■ SUPPLIED MATERIAL ■
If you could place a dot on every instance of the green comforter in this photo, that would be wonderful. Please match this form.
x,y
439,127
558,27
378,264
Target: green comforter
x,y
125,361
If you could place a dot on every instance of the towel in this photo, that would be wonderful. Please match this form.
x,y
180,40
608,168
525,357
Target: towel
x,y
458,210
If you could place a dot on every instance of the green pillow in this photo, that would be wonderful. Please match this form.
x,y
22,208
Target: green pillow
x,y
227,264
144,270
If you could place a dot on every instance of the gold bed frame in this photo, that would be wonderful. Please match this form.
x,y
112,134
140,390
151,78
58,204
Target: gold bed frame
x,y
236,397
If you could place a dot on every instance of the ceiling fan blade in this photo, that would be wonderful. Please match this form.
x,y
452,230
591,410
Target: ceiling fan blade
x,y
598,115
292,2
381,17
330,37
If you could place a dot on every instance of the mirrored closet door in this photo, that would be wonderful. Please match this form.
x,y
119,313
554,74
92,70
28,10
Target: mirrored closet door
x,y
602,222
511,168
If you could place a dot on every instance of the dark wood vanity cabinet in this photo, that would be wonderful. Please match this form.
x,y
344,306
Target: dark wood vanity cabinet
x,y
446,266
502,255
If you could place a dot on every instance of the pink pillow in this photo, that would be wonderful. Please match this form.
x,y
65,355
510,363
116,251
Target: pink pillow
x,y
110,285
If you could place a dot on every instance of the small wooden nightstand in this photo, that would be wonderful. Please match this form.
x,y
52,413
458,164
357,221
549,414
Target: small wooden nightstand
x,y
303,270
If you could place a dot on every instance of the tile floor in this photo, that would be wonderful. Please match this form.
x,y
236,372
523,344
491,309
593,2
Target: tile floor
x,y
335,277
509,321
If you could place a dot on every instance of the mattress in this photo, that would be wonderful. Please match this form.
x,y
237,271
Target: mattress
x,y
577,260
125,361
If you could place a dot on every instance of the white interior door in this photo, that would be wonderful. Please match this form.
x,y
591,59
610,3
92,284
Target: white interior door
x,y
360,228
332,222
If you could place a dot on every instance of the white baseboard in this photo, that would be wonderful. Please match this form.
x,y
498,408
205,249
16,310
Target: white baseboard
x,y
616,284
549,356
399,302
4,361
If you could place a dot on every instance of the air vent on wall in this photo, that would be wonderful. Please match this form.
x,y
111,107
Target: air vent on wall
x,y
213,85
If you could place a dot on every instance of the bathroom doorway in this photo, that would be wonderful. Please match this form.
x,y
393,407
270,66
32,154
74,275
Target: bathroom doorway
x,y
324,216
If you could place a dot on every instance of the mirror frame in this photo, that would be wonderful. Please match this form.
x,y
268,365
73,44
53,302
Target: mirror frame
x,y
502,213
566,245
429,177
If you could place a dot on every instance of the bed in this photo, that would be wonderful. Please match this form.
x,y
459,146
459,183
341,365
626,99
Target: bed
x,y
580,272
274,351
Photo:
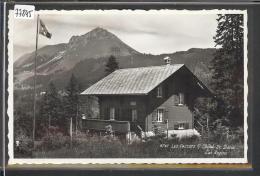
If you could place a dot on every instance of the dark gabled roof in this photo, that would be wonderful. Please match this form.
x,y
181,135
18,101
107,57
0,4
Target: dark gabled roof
x,y
132,81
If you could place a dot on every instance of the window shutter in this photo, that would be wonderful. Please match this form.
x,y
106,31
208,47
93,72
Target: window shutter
x,y
187,125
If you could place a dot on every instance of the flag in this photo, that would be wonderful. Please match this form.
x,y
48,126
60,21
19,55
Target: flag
x,y
43,30
70,127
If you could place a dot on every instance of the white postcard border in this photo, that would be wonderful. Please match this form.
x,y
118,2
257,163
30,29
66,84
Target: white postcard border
x,y
13,160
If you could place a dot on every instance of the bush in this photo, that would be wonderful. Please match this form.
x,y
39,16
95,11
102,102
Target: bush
x,y
23,146
54,140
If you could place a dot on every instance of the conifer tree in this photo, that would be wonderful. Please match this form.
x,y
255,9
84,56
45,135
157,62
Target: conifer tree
x,y
50,107
71,100
111,64
227,67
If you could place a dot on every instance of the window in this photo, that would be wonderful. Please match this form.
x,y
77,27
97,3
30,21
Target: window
x,y
181,98
112,113
159,92
134,115
181,126
159,116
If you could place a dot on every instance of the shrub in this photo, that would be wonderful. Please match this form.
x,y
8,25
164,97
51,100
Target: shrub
x,y
54,140
23,146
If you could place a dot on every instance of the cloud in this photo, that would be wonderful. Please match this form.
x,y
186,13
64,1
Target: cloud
x,y
146,31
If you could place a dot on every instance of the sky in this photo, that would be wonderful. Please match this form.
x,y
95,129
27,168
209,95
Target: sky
x,y
154,32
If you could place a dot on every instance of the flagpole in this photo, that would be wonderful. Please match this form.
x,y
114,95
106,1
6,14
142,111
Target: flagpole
x,y
34,81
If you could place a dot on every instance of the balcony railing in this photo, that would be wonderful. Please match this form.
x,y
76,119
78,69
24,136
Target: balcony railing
x,y
100,125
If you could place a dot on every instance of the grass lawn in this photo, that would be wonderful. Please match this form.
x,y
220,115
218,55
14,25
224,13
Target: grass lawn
x,y
108,147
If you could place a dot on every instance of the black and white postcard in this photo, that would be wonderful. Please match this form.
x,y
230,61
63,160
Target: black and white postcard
x,y
127,86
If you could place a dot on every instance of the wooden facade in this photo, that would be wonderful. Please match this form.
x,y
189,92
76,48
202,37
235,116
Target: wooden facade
x,y
170,104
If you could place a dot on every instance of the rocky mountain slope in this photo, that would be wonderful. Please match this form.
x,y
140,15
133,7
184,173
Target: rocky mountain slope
x,y
85,56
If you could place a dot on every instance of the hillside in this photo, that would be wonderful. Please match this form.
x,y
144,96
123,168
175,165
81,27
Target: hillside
x,y
85,56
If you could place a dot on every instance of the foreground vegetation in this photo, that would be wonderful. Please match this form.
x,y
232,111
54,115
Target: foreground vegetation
x,y
93,146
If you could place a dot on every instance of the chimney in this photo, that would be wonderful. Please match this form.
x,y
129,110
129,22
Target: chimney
x,y
167,60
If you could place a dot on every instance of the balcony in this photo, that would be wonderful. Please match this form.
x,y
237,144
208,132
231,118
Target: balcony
x,y
100,125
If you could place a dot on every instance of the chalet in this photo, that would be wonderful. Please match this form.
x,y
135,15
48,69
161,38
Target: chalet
x,y
140,99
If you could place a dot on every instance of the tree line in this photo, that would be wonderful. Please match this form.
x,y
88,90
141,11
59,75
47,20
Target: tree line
x,y
226,108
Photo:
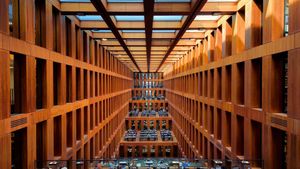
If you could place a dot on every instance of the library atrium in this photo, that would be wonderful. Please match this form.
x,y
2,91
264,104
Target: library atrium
x,y
90,84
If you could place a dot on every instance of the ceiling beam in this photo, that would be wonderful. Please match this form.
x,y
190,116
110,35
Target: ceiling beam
x,y
157,25
101,9
189,20
148,15
171,8
155,35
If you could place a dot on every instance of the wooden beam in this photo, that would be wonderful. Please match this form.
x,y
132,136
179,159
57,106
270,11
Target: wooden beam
x,y
197,7
139,25
106,17
155,36
171,8
148,14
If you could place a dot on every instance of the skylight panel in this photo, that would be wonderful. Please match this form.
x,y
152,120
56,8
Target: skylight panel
x,y
89,17
164,31
102,31
222,0
127,1
167,18
133,31
129,17
195,30
75,1
172,0
207,17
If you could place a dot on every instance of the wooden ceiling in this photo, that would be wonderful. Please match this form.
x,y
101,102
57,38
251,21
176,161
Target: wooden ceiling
x,y
149,35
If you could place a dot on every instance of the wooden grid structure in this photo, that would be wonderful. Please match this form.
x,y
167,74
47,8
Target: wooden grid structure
x,y
62,94
231,77
235,95
148,46
137,147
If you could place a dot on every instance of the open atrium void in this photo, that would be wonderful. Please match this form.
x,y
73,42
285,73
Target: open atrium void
x,y
88,84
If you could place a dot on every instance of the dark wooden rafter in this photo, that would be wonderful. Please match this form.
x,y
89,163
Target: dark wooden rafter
x,y
196,8
148,13
106,17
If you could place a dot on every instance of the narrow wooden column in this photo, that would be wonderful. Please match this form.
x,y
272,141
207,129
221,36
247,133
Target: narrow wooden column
x,y
253,14
273,20
294,10
226,39
238,38
4,85
49,29
4,27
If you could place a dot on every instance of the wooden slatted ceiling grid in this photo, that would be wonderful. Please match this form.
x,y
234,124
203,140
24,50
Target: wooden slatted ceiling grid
x,y
173,27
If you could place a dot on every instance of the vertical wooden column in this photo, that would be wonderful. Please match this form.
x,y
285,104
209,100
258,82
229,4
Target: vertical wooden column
x,y
30,98
226,39
5,137
293,89
73,40
294,10
218,44
49,28
273,20
211,44
4,85
148,151
238,38
4,27
252,24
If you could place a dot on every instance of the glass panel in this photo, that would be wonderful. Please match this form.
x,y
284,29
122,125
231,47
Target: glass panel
x,y
168,18
207,17
222,0
125,1
129,31
172,0
129,18
164,31
195,30
89,17
75,1
102,31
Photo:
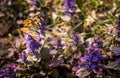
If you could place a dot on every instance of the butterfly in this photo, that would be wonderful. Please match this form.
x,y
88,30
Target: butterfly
x,y
31,26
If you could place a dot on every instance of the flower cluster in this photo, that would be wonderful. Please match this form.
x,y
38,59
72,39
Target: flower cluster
x,y
69,7
92,59
9,71
31,45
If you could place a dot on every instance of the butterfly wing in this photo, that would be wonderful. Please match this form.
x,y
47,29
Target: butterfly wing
x,y
28,23
37,20
34,34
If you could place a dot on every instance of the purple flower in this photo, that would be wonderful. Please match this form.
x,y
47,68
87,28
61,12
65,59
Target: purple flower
x,y
32,45
118,60
93,57
118,28
69,7
9,71
118,52
23,57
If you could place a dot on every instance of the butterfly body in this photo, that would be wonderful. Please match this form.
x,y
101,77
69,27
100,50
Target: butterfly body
x,y
31,26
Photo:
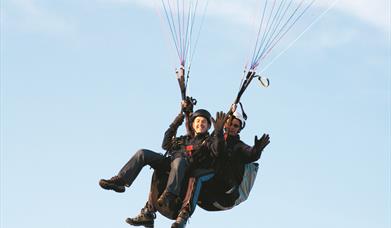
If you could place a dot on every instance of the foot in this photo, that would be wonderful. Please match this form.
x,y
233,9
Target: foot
x,y
145,218
115,183
166,199
181,220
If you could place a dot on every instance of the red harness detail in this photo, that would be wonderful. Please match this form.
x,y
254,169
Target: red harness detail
x,y
189,149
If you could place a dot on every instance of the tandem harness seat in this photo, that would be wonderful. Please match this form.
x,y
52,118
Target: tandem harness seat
x,y
202,190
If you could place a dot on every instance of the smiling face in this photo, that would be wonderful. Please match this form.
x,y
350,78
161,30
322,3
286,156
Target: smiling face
x,y
200,125
232,128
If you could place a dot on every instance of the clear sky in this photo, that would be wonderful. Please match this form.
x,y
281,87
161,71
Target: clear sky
x,y
84,84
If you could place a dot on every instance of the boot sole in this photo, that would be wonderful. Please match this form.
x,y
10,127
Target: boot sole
x,y
109,186
145,224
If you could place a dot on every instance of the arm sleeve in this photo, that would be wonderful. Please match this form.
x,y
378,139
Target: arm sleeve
x,y
170,133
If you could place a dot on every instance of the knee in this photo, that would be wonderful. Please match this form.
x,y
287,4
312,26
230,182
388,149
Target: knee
x,y
178,163
140,153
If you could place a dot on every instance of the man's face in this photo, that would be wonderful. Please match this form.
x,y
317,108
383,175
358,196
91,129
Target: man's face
x,y
200,125
232,128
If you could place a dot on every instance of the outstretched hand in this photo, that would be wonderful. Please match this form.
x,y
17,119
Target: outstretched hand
x,y
260,144
218,124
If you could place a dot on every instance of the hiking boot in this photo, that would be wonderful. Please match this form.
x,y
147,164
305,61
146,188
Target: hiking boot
x,y
181,220
166,199
145,218
115,183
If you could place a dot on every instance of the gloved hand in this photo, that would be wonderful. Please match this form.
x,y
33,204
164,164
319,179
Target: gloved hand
x,y
178,121
260,144
187,106
218,124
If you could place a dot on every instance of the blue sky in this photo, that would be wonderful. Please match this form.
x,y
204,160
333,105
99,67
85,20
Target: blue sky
x,y
84,84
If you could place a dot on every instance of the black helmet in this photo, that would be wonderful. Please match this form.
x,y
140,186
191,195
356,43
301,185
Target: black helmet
x,y
200,112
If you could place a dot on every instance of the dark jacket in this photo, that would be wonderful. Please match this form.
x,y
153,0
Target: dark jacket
x,y
200,150
230,164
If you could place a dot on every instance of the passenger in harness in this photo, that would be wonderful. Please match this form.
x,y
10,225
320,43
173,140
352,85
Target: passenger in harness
x,y
223,190
188,151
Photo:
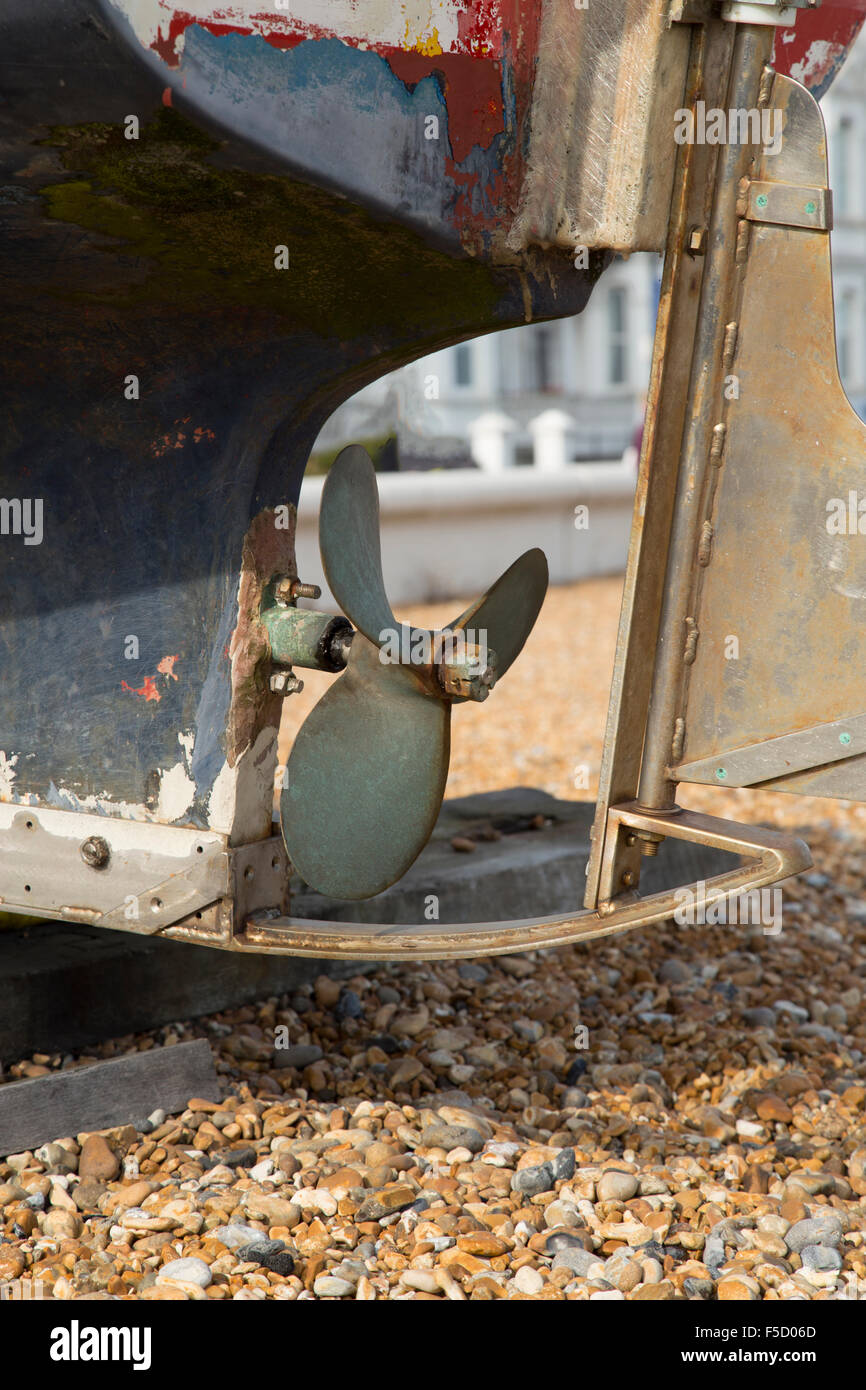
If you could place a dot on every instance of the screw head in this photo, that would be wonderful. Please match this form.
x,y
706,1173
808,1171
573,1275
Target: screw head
x,y
95,852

■ SHORT EXERCISE ■
Take the line containing "the dark jacket" and all lines after it to the end of the data above, and reproduce them exactly, leaving out pictures. Nothing else belongs in the copy.

■ WORKED SOLUTION ■
If you could place a dot on every instance of the dark jacket in this photo, that would be wonderful. Please match this form.
x,y
153,0
Target: dark jacket
x,y
200,150
230,164
If you could place a dot on every instance of the passenger in harness in this photo, that would be wonderful. Please match this form.
x,y
10,225
320,43
173,140
352,85
Target: passenger in harness
x,y
223,190
188,151
Photo:
If you could place a dot on every instance of the screw head in this photo, that would be wonderful. Please match this form.
x,y
706,1173
808,1171
573,1275
Target: screw head
x,y
95,852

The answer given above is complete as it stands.